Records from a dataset
_ _ _ _ _

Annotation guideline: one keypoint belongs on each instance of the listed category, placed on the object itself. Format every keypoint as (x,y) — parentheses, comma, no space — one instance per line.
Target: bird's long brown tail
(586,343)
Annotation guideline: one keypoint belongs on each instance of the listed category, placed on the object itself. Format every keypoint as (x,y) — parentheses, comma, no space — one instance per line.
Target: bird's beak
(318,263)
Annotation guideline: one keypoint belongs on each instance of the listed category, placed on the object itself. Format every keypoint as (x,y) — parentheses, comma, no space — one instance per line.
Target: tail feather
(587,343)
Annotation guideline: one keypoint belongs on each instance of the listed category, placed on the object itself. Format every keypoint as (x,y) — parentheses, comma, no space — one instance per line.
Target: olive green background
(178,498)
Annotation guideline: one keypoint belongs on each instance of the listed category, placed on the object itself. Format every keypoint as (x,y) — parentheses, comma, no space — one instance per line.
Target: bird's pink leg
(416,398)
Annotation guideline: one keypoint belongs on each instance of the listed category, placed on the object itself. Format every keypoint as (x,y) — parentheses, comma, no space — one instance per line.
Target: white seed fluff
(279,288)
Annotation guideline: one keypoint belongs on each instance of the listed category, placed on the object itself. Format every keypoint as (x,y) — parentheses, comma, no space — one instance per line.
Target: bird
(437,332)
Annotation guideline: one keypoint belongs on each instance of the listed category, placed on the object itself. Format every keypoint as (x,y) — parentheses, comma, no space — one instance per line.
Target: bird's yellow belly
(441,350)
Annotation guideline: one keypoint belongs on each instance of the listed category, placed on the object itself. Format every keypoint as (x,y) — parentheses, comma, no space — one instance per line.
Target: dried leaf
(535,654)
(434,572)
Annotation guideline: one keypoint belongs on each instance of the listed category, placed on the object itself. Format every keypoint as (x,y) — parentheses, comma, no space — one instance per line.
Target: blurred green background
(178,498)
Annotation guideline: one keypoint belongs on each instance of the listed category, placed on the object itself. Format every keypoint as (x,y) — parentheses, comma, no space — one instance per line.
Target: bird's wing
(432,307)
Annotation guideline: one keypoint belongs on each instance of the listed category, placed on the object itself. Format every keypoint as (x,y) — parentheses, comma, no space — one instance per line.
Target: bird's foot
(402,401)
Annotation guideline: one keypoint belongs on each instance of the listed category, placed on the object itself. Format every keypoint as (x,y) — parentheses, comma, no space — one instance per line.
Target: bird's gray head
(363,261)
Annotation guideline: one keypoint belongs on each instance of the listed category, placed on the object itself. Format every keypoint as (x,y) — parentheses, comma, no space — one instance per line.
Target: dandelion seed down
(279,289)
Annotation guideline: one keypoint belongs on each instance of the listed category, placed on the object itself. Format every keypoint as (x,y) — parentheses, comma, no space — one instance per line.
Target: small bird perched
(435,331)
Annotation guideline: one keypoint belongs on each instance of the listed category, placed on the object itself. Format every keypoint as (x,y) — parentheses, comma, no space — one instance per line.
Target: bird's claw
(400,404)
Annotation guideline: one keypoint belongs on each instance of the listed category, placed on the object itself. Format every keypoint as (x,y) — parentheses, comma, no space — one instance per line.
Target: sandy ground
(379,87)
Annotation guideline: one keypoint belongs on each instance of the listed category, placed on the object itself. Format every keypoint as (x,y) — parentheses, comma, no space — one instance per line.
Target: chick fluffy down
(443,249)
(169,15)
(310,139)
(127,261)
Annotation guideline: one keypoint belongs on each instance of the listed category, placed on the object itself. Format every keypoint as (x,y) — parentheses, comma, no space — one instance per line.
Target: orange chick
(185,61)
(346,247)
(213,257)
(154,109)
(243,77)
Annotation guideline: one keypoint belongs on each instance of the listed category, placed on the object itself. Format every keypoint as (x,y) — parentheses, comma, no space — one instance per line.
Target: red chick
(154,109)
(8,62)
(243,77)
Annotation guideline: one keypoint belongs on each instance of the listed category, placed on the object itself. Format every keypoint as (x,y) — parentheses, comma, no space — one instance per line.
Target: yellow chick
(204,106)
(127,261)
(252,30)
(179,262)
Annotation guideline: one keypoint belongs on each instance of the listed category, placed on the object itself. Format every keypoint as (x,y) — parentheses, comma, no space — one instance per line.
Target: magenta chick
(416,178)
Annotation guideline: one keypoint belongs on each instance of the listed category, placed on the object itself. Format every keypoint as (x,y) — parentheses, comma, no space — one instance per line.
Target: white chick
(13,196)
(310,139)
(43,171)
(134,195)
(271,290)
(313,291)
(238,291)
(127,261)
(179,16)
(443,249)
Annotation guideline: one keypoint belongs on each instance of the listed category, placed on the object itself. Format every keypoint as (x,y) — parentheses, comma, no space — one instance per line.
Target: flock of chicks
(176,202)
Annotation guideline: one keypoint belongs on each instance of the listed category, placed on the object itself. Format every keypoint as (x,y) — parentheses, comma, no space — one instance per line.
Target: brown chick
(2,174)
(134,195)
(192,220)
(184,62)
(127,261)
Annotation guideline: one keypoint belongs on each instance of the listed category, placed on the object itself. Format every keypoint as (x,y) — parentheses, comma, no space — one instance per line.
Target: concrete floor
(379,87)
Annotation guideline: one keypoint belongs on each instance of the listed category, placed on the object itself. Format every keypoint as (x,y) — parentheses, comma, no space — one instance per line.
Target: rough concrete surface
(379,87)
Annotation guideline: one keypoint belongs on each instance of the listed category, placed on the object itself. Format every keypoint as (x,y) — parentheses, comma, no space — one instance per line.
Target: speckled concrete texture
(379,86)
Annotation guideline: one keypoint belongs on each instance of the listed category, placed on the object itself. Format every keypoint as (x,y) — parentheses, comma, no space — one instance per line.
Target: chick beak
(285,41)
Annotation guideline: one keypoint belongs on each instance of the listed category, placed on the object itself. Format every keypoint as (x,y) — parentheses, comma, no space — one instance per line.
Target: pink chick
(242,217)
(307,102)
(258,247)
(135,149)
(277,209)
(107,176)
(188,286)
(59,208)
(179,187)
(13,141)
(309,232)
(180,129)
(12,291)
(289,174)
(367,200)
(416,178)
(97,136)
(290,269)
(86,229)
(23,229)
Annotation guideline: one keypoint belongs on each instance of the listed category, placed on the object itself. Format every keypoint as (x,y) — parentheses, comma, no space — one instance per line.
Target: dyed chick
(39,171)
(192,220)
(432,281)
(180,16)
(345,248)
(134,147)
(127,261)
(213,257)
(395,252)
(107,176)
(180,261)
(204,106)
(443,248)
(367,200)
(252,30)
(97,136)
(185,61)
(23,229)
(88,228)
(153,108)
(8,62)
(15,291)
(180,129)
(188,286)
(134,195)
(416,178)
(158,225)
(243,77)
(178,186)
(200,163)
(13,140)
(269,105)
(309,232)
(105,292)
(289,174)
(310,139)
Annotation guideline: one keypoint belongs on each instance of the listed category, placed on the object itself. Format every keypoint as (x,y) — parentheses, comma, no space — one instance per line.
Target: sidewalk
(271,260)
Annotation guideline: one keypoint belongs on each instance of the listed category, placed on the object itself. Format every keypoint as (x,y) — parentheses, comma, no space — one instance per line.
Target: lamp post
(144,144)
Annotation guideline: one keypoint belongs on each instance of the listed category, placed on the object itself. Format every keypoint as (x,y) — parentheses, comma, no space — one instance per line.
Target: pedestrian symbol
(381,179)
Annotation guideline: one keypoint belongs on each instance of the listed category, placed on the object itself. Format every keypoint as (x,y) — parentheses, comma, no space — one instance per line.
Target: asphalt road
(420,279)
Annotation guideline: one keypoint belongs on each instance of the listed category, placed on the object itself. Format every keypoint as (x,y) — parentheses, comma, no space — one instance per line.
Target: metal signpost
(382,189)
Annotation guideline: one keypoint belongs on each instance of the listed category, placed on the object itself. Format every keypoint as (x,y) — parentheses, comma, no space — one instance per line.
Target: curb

_ _ _ _ _

TO DO. Write out every line of the material again, exactly as it reads.

CORRECT OUTPUT.
Annotation guideline: one keypoint belongs on each instance of the listed category, placed on the object itself. Format every keypoint as (x,y) — parentheses, comma, no space — one instance per line.
Target: bird's long brown tail
(586,343)
Annotation guideline: one keypoint belongs on each instance of the listed category, placed on the object itself. Format every keypoint as (x,y) — parentheses, comma, no space — one instance per line.
Target: bird's beak
(318,263)
Annotation guideline: one keypoint belongs on each instance of the listed category, placed on the object itself. Format every keypoint as (x,y) — parentheses, comma, no space — one instance per line.
Target: tail feather
(587,343)
Annotation guideline: one keypoint belongs on each instance of the listed category, placed on the object itself. Format every keypoint as (x,y) — parentheses, comma, no space — one instance per line.
Target: olive green background
(178,498)
Annotation guideline: one keypoint belongs on each instance of the listed category, placed on the object itself. Format every keypoint as (x,y) — parentheses, comma, no space — one instance per line.
Target: bird's pink leg
(416,398)
Annotation guideline: one keypoint belongs on each instance of the listed category, placed on the object itself. Format every keypoint as (x,y) — parentheses, comma, no space — one instance per line.
Target: white seed fluff
(279,288)
Annotation guideline: one keypoint belongs on each instance of the listed category, placed on the object itself. Format every keypoint as (x,y) — parentheses, comma, no space — one instance per line.
Target: bird
(437,332)
Annotation guideline: one keypoint belongs on each instance of the listed category, placed on the object itself. Format every keypoint as (x,y) — parentheses, comma, no space — one instance per line.
Target: bird's yellow belly
(441,350)
Annotation guideline: one keypoint belongs on each instance of the listed category, placed on the object itself. Format every keypoint as (x,y) — parentheses, comma, no space — one instance per line.
Target: dried leaf
(535,654)
(434,572)
Annotation guideline: one keypoint belongs on each instance of the listed category, placed on the object itself. Format every keypoint as (x,y) — parentheses, comma, no space — one instance per line.
Target: blurred green background
(178,498)
Annotation guideline: one keypoint belongs on each instance of the listed category, placed on the object itself. Format every keypoint as (x,y) — parentheses, comma, no space — one instance per line.
Target: bird's wing
(432,307)
Annotation guideline: one keypoint belongs on each instance of the listed category, placed on the object itself. Format every keypoint as (x,y) — parentheses, comma, no space — one instance per line.
Target: bird's foot
(402,401)
Annotation guideline: one keypoint belongs on each instance of the listed category, placed on the object itself. Format every keypoint as (x,y) — parentheses, comma, no space — one instance per line.
Target: bird's gray head
(363,261)
Annotation guideline: one keypoint belongs on each instance of the listed category, placed on the object itself. Format every keypoint as (x,y) — parentheses, comma, no space — one instance per line.
Target: dandelion seed down
(279,289)
Annotation guideline: one keypoint belongs on each instance of the listed category, placed on the object itself. Format every keypoint as (x,y) — parentheses, comma, no space — one instance per line.
Target: small bird perched
(435,331)
Annotation guideline: one keypoint belongs on each instance of the listed category, placed on the object itself. Format every keypoint as (x,y) — parentheses, comma, no space — one instance per line.
Target: bird's claw
(400,404)
Annotation guideline: one keypoint belongs on each instance of the listed category, placed on the object itself. Format every keypoint as (x,y) — parentheses, comma, no space — one instance per line.
Target: sandy ground
(379,87)
Annotation guideline: one keypoint belongs on each instance of the listed category, placed on the object itself. Format every keypoint as (x,y) — parentheses, comma, no space — one instance per line.
Target: chick fluffy down
(443,249)
(169,15)
(310,139)
(127,261)
Annotation guideline: one keypoint belongs on each instance of the listed category, placed on the object itself. Format every keypoint as (x,y) — parentheses, comma, no space — one instance per line.
Target: orange chick
(185,61)
(346,247)
(213,257)
(154,109)
(243,77)
Annotation guideline: one keypoint belongs on each instance of the listed category, placed on the object itself. Format every keypoint as (x,y) — parentheses, comma, no space — one instance per line.
Target: red chick
(154,109)
(8,62)
(243,77)
Annotation guideline: one keypoint belongs on each instance of the listed category, placed on the object itself. Format every keypoint as (x,y) — parentheses, comma, no space — one instance per line.
Target: yellow chick
(204,106)
(127,261)
(252,30)
(179,262)
Annotation guideline: one keypoint belongs on each instance of the listed category, placed on the object itself. Format every keypoint as (x,y) — parentheses, comma, no space — one instance per line.
Target: magenta chick
(416,178)
Annotation guideline: one keypoint belongs on each instance of the listed category, placed on the object itself. Format every keypoint as (x,y) — parentheses, comma, no space — one instance per line.
Target: white chick
(13,196)
(310,139)
(43,171)
(134,195)
(271,290)
(313,291)
(238,291)
(127,261)
(179,16)
(443,249)
Annotation guideline: one keypoint belongs on each instance of the listed category, placed on the object itself. Format every keypoint as (x,y) — parentheses, comma, no space — one instance per line.
Target: flock of chicks
(176,202)
Annotation guideline: one keypoint belongs on each instance of the listed category, placed on the object itself. Format every keypoint as (x,y) — parentheses, comma, no space — one instance per line.
Target: brown chick
(2,174)
(134,195)
(192,220)
(184,62)
(127,261)
Annotation guideline: one keypoint belongs on each instance of the listed category, placed on the object itself. Format every keypoint as (x,y) — parentheses, comma, no space — one instance per line.
Target: concrete floor
(379,87)
Annotation guideline: one keypoint belongs on each instance of the listed category, placed on the object itself. Format every keypoint as (x,y) — parentheses, comma, no space — one instance per line.
Target: rough concrete surface
(379,87)
Annotation guideline: one keypoint belongs on each instance of the listed category, placed on the object itself. Format every keypoint as (x,y) — parentheses, comma, no space — one instance per line.
Target: speckled concrete texture
(379,86)
Annotation guideline: one keypoint belongs on each instance of the listed category, placed on the object itself. Format every keypoint as (x,y) — parentheses, comma, no space — one instance per line.
Target: chick beak
(285,41)
Annotation guideline: one keypoint belongs on each instance of the listed category, placed on the object itself. Format every keypoint as (x,y) — parentheses, comma, no space — one instance per line.
Target: pink chick
(242,217)
(307,102)
(258,247)
(135,149)
(277,209)
(107,176)
(188,286)
(59,208)
(179,187)
(13,141)
(309,232)
(180,129)
(12,291)
(289,174)
(367,200)
(416,178)
(97,136)
(290,269)
(86,229)
(23,229)
Annotation guideline: one keypoint belongs on each instance of the listed category, placed on the object itself. Format every keypoint as (x,y) — parentheses, comma, no space — one instance per line.
Target: dyed chick
(39,171)
(192,220)
(432,281)
(180,16)
(345,248)
(134,147)
(127,261)
(213,257)
(395,252)
(107,176)
(180,261)
(204,106)
(443,248)
(367,200)
(252,30)
(97,136)
(185,61)
(23,229)
(88,228)
(153,108)
(8,62)
(15,291)
(180,129)
(188,286)
(134,195)
(416,178)
(158,225)
(243,77)
(178,186)
(200,163)
(13,140)
(269,105)
(309,232)
(105,292)
(289,174)
(310,139)
Annotation guideline: one keypoint belongs on each instance of the listed category, placed on the object itself. Format every keypoint as (x,y) — parentheses, comma, no space — one instance per line.
Target: sidewalk
(271,260)
Annotation guideline: one keypoint belongs on each instance of the listed category, placed on the object itself. Format every keypoint as (x,y) — parentheses, comma, no space — one instance per line.
Target: lamp post
(144,144)
Annotation guideline: one keypoint belongs on each instance of the listed category, placed on the object itself. Format every keypoint as (x,y) — parentheses, comma, no space — one instance per line.
Target: pedestrian symbol
(381,179)
Annotation guideline: one keypoint belongs on each instance of the listed category, placed on the object itself. Format every keypoint as (x,y) — parentheses, comma, no space — one instance per line.
Target: asphalt road
(420,279)
Annotation guideline: one keypoint belongs on each instance of the listed category, placed on the object itself. Format every keypoint as (x,y) — parentheses, comma, no space — one instance per line.
Target: metal signpost
(382,189)
Annotation guideline: one keypoint belongs on each instance of the listed category, placed on the object itself. Format every keypoint as (x,y) — parentheses, comma, no space — one instance per line.
Target: curb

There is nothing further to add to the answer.